PAGE EXTRACT
____________
Baby feet from freedigitalphotos.net

How many times? How. Many. Times.

How many times have expectant mothers wondered to themselves, or perhaps so boldly asked this question, only to be patronized and shut down?

Too many to count.

It’s true, not everything about adoption is bad. And yes, most of the time the infant does get adopted, and he grows up just fine, and nothing bad happens during his childhood. Most of the time? Sorry, I meant some of the time.

But today’s blog is not about post-adoption issues. I know, pigs have flown and hell has frozen over. It’s about another kind of tragedy; loss and death on the national scale.

Today is the 12th anniversary of the attacks on 9/11.

Thomas Francis Dennis, Sr. at the 9/11 Memorial in Manhattan

Last year, I was a new blogger and was writing from personal experiences and I wanted to honor my uncle.

I’ve come a long way since then. I’ve gone from a somewhat clueless spunky adoptee to a snarky adoption activist. I’ve survived motherhood. I’ve safely brought my children through another year—now that much closer to living full, adult lives. My writing has expanded from navel-gazing (although that’s still pretty fulfilling, I have to admit) to looking out at the world and seeing how injustice and adoption often intertwine.

Okay, we get that, Laura, but what does 9/11 have to do with adoption?

Truly, what does any national tragedy of any kind have to do with adoption loss, aside from the trauma aspect? I put on my thinking cap and tried to figure it out. Last week I was talking about the unconscious, and how deeply adoption trauma resides, especially in the first mom and especially when that trauma is kept locked up. How this black  box of trauma connects to 9/11 is this:

What happens when an adoptee dies in a national tragedy?

Ah ha. There it is. Have you ever thought about it? I never had … until recently, after further emerging from my ever-elusive adoption fog. Truly, I was a bit surprised during the Sandy Hook school shootings when first moms all over Facebook were asking,

Does anyone know if any of the child victims are adoptees?

At first I was confused. … and then it dawned on me. If any of these children are adoptees in a closed adoption (which nearly all international adoptions still are, and most domestic–although that’s changing) … How will their first mom ever know if their child died?

Wow.
____________
AIM OF THE TASK
Write the next part of the blog post above on adoption and 9/11, starting right after its final line.

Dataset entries
____________
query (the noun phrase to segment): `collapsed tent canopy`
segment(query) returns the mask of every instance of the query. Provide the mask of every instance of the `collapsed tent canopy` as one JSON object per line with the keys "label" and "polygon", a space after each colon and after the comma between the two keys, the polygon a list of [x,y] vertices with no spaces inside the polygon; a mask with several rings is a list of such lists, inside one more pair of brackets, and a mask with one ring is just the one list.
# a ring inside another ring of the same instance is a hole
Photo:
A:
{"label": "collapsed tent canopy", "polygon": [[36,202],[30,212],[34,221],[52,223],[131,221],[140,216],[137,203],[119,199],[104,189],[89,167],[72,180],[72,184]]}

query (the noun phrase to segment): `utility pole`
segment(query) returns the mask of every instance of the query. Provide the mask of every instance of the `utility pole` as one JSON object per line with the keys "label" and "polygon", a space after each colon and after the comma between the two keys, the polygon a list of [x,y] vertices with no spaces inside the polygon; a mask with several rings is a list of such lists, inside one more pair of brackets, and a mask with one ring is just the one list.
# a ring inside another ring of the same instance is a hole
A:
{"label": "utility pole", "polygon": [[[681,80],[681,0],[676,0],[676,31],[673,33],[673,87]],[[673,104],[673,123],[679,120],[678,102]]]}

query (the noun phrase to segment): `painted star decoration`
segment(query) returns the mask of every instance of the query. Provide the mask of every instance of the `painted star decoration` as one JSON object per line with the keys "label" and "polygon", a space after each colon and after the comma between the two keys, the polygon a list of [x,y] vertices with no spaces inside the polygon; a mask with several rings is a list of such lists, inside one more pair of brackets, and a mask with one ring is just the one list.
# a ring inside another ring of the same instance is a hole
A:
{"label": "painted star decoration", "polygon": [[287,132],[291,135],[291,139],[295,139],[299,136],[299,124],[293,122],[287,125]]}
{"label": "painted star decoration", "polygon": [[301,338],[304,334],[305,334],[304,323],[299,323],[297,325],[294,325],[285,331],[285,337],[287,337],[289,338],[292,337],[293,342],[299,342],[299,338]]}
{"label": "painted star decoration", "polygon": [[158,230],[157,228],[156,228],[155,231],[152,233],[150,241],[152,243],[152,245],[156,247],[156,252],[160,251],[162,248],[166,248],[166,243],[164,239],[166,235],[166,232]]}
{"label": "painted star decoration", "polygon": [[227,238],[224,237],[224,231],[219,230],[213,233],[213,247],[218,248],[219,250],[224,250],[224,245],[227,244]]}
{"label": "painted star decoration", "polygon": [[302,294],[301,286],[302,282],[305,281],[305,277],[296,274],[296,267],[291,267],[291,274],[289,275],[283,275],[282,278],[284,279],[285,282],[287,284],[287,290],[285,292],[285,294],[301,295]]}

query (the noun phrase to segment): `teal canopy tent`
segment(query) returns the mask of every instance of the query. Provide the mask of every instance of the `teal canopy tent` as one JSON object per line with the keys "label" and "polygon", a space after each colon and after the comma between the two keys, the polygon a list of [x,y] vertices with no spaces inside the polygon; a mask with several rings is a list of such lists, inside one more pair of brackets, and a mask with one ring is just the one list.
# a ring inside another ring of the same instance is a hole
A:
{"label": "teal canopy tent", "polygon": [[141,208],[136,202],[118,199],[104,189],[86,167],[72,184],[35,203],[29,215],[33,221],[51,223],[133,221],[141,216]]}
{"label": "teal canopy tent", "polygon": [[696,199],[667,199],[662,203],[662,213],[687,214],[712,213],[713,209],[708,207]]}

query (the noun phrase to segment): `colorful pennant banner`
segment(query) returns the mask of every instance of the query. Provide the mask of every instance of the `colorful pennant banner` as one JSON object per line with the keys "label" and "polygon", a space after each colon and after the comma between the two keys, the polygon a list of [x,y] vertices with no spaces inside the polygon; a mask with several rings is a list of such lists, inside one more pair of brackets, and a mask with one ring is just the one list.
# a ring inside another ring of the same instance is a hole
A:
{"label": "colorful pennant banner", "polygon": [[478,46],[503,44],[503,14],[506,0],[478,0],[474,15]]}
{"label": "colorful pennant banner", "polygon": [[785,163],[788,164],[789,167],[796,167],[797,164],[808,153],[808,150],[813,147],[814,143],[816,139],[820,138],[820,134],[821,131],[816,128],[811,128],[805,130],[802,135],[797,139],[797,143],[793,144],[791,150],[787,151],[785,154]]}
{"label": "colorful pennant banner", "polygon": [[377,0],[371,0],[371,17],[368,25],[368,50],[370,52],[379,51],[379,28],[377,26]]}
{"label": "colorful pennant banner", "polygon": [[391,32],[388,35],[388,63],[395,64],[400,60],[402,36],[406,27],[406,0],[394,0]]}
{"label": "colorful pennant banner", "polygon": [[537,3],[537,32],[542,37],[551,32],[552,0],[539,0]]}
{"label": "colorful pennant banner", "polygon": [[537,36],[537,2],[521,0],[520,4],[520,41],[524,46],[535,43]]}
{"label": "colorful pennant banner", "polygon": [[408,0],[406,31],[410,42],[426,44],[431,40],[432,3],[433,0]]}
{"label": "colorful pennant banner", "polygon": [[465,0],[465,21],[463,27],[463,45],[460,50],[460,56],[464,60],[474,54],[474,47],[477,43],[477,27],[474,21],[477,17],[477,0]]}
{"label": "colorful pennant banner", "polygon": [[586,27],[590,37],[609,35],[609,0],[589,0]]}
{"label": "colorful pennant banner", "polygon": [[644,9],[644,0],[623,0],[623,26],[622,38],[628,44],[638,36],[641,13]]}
____________
THE REPLY
Here first moms are told, Don’t worry! Your child will be fine; no, your child will be better off in an adoptive family! Truly, how could anyone live with the not knowing? What if you thought your child might be among the victims? How could you track down your child? How could you be 100% sure it’s not your relinquished child who died?

So I looked it up. And yes, there was an adoptee among the 9/11 victims.

Also aboard United Flight 175, was 3-year-old David Brandhorst and his adopted fathers, Daniel Brandhorst, 42, and Ronald Gamboa, 33. New York Blade reports Daniel was adopted by the homosexual couple at the time of his birth and was the “loving focus of their lives,” according to a close friend of the couple. Andrew Isen also told New York Blade, “[David] knew his parents as ‘Daddy’ and ‘Poppy.’”

– from WND

I am so glad that he was the loving focus of their lives. Nevertheless, this is a tragedy in so many ways. Especially in ways that the mass media doesn’t realize or acknowledge.

So, I’ll ask … But what about David’s first family?

Was his mother ever notified of her child’s death? Does she believe he’s alive? Is she waiting just another three years or so until she thinks her child turns 18, and the records will be opened? And then what? She will discover a new and different kind of hell. The child she waited for–for eighteen years, died on 9/11, when he was three years old.

Some might say, Hey, shit happens. That’s life. We all don’t get to live out our lives exactly how we want to.

True.

However, I for one am not obliged to stand for injustice.

It is unjust that children die without knowing their first families.

It is unjust that families who have lost a child to adoption don’t know what happens to their child.

It doesn’t have to be that way.

In remembering the tragedies on 9/11, perhaps we must also work to try to end injustices in the here-and-now.

Photo credit: See. Read. Cook.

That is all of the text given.